===== Provided information

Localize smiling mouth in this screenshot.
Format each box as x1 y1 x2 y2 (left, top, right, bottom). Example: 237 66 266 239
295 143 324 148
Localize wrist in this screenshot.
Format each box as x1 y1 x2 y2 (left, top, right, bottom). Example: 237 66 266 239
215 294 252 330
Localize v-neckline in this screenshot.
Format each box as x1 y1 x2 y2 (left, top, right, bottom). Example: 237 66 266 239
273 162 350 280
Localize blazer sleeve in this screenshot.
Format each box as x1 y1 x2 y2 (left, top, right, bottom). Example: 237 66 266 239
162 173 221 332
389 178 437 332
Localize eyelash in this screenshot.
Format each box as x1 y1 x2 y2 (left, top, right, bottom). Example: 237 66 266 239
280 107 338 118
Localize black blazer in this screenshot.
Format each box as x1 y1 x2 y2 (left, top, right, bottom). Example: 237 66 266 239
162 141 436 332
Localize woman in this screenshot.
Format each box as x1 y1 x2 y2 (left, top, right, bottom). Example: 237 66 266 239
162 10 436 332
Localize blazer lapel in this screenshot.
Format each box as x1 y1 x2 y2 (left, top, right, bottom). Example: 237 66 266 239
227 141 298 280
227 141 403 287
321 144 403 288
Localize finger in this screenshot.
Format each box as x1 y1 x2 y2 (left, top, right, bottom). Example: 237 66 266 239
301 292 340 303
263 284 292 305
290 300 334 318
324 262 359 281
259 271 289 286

==========

Render every line of the records above as a single numbered list, omitting any blank lines.

Solution to this exercise:
1. Localize smiling mouth in this screenshot.
2. Format each box as x1 y1 x2 y2 (left, top, right, bottom). Example: 237 66 266 239
3. 295 143 324 148
4. Localize wrist in this screenshot.
5. Format each box as x1 y1 x2 y2 (left, top, right, bottom). Example: 237 66 266 239
6. 215 294 252 330
7. Localize v-neckline in this screenshot.
8. Format each box as x1 y1 x2 y2 (left, top, right, bottom). Example: 237 66 266 239
9. 273 162 350 280
10. Localize blazer sleeve in this screenshot.
11. Format each box as x1 y1 x2 y2 (left, top, right, bottom). Example: 237 66 266 239
12. 162 173 221 332
13. 389 178 437 332
14. Localize eyelash in this screenshot.
15. Format each box as x1 y1 x2 y2 (left, top, right, bottom). Example: 237 66 266 239
16. 280 107 338 118
17. Localize black blazer in this screenshot.
18. Format each box as x1 y1 x2 y2 (left, top, right, bottom). Example: 237 66 266 239
19. 162 141 436 332
20. Localize woman in this screenshot.
21. Format each box as x1 y1 x2 y2 (left, top, right, bottom). Example: 237 66 266 239
22. 162 10 436 332
23. Localize blazer lapel in this screenshot.
24. Format each box as x1 y1 x2 y2 (left, top, right, bottom). Example: 237 66 266 239
25. 227 141 298 280
26. 227 141 403 287
27. 321 144 403 288
28. Localize finger in this screenshot.
29. Format each box as x1 y1 x2 y2 (left, top, right, bottom). Example: 237 66 266 239
30. 301 292 340 303
31. 263 284 292 305
32. 290 300 334 318
33. 324 262 359 281
34. 259 271 289 286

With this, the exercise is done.